Skip to content

Perception & grasping

Between "pick up the red cube" and an actual joint trajectory, there are three main pieces:

  • Perception — text + observation → DetectedObject list.
  • GraspPlanner — observation + target → candidate Grasp list.
  • MotionPlanner — start joints + target pose → JointTrajectory.

Each one is a narrow protocol, so swapping implementations is meant to be straightforward.

Perception

class Perception(Protocol):
    def locate(self, query: str, obs: Observation) -> list[DetectedObject]: ...

Two implementations ship in core:

GroundTruthPerception

Substring match against obs.scene_objects. Used in the benchmark runner and by all Tier-3 skill tests so reliability numbers measure the sandbox, not the VLM.

from robosandbox.perception.ground_truth import GroundTruthPerception
perception = GroundTruthPerception()
perception.locate("red cube", obs)
# [DetectedObject(label='red_cube', pose_3d=Pose(xyz=(0.4, 0.0, 0.05), ...), confidence=1.0)]

Use this when you want to debug the rest of the stack without involving the model.

VLMPointer

Default perception in the agentic flow. Calls an OpenAI-compatible chat endpoint, passes the RGB frame + intrinsics + extrinsics, asks the VLM for pixel coords + bbox, back-projects through depth into world frame.

Output shape the VLM must produce:

{"objects": [
  {"label": "...", "bbox": [x1, y1, x2, y2], "point": [cx, cy], "confidence": 0.0-1.0}
]}

VLMOutputError is raised on malformed output; the caller can choose to retry. vlm.json_recovery.parse_json_loose tolerates code-fenced or prose-wrapped responses.

> [Exercise data]
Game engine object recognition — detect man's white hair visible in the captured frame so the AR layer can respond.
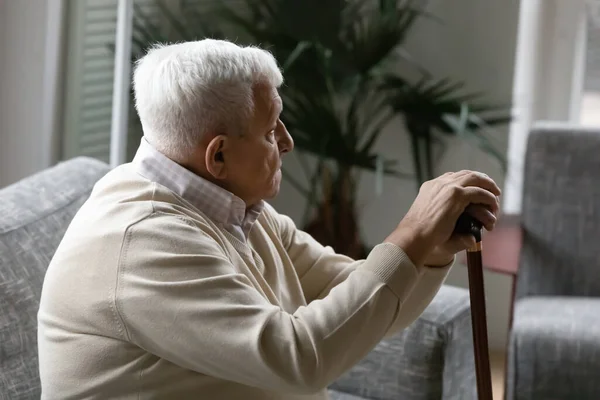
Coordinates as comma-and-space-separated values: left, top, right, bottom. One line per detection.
133, 39, 283, 160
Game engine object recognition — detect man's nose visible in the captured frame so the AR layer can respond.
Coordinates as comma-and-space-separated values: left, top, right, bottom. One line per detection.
279, 122, 294, 153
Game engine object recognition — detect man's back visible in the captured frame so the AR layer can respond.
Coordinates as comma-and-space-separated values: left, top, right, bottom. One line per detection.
39, 165, 330, 399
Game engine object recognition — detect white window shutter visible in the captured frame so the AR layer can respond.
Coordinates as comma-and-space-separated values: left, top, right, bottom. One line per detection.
62, 0, 158, 163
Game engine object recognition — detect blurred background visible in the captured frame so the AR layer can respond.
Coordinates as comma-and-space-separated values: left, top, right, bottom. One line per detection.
0, 0, 600, 396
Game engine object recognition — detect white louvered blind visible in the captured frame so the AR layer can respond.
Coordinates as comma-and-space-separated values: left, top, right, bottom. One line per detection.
62, 0, 159, 162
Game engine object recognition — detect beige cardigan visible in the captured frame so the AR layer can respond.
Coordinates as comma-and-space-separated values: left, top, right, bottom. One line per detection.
38, 164, 450, 400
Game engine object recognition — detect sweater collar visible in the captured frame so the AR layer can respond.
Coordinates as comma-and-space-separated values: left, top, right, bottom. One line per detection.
133, 138, 264, 238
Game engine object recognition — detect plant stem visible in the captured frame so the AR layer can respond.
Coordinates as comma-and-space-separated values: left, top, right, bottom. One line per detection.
281, 168, 310, 198
422, 127, 435, 179
406, 122, 423, 193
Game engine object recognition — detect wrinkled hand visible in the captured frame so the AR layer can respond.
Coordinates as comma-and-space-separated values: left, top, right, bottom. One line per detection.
385, 170, 501, 266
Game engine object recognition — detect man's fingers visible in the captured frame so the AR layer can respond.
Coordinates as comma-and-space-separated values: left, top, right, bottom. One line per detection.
457, 171, 502, 196
463, 186, 500, 214
465, 204, 496, 231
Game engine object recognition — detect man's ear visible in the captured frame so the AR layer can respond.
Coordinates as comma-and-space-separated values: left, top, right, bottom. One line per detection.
204, 135, 228, 179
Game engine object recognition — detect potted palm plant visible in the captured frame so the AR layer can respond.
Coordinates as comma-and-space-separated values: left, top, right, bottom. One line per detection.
124, 0, 508, 258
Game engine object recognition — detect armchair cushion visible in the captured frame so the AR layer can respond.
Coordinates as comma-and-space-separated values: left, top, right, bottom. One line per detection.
507, 296, 600, 400
331, 286, 476, 400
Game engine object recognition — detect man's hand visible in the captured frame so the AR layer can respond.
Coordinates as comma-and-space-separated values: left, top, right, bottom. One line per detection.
385, 171, 501, 266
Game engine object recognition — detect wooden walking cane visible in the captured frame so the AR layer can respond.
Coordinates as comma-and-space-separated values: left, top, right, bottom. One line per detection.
455, 213, 492, 400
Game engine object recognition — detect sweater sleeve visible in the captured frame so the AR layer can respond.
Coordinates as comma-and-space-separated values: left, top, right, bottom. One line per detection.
115, 212, 446, 393
267, 206, 454, 336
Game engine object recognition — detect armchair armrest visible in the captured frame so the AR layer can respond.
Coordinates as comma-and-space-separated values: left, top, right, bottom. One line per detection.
330, 285, 476, 400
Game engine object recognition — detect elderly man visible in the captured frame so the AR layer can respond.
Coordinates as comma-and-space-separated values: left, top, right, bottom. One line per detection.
39, 40, 500, 400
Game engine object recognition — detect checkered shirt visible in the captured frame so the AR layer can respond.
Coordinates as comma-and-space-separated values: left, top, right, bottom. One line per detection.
133, 138, 264, 242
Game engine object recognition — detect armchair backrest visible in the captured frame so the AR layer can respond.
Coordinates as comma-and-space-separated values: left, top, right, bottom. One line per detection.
517, 125, 600, 297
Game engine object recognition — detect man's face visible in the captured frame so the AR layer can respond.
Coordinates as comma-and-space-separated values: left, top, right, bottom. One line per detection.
225, 86, 294, 205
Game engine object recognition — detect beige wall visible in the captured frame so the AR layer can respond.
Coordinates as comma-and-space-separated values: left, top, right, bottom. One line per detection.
0, 0, 47, 187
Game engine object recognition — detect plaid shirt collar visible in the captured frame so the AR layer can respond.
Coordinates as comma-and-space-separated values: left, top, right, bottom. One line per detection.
133, 138, 264, 239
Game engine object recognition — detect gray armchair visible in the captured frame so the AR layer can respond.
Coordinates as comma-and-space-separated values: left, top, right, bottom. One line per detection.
0, 158, 476, 400
507, 125, 600, 400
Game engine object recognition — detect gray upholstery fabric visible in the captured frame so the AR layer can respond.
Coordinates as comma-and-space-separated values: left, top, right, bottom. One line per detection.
0, 158, 475, 400
508, 297, 600, 400
507, 127, 600, 400
0, 158, 108, 400
517, 129, 600, 298
332, 286, 476, 400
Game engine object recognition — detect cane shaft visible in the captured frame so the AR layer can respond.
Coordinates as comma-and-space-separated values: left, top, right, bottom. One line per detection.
467, 242, 492, 400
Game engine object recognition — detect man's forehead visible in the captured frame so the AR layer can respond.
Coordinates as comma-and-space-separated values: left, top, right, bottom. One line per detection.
273, 90, 283, 113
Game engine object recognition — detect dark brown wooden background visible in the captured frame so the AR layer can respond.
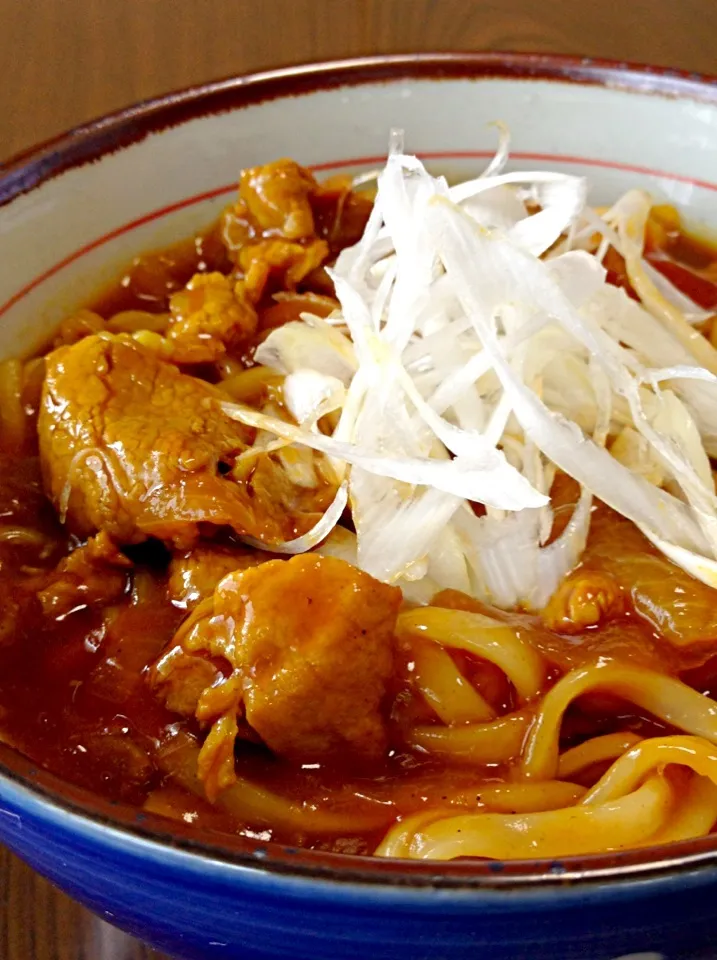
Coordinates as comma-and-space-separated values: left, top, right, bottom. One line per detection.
0, 0, 717, 960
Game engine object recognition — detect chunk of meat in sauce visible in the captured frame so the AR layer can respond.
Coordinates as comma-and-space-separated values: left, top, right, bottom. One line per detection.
540, 567, 627, 633
153, 554, 402, 798
167, 543, 269, 609
239, 159, 316, 240
167, 273, 258, 363
38, 335, 316, 548
38, 531, 132, 617
238, 240, 329, 303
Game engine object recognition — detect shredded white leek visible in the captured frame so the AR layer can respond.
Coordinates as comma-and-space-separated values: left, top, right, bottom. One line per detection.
223, 130, 717, 608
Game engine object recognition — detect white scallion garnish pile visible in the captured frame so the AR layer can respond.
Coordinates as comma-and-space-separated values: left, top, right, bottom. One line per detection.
225, 134, 717, 609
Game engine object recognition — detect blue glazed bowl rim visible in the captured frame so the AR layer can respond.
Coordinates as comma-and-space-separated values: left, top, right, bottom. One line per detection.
0, 53, 717, 895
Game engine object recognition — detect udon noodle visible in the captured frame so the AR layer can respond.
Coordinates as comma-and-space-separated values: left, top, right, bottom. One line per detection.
0, 143, 717, 860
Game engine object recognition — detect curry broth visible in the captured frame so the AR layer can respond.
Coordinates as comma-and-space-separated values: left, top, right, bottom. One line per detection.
0, 182, 717, 853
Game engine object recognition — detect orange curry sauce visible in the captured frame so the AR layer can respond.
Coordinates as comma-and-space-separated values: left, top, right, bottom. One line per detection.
0, 199, 717, 853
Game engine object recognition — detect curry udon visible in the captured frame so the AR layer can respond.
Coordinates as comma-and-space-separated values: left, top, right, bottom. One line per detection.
0, 153, 717, 859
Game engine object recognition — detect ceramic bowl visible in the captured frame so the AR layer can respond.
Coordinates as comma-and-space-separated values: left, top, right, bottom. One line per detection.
0, 54, 717, 960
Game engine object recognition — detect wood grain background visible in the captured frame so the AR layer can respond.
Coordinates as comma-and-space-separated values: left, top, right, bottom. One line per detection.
0, 0, 717, 960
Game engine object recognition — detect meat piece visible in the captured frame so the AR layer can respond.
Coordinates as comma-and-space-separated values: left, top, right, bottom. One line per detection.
541, 568, 627, 633
167, 543, 268, 608
38, 532, 132, 617
239, 160, 316, 240
167, 273, 257, 363
153, 554, 402, 798
38, 335, 316, 548
238, 240, 329, 303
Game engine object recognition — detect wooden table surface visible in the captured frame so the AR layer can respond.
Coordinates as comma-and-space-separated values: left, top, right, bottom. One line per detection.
0, 0, 717, 960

> [What needs to be done]
Reproduce the part of the perception and grasping page that opens with "Each one is" and stops after "not the VLM.". Rely on the perception and grasping page alone, not on the entries.

> [Result]
Each one is a narrow protocol, so swapping implementations is meant to be straightforward.

Perception

class Perception(Protocol):
    def locate(self, query: str, obs: Observation) -> list[DetectedObject]: ...

Two implementations ship in core:

GroundTruthPerception

Substring match against obs.scene_objects. Used in the benchmark runner and by all Tier-3 skill tests so reliability numbers measure the sandbox, not the VLM.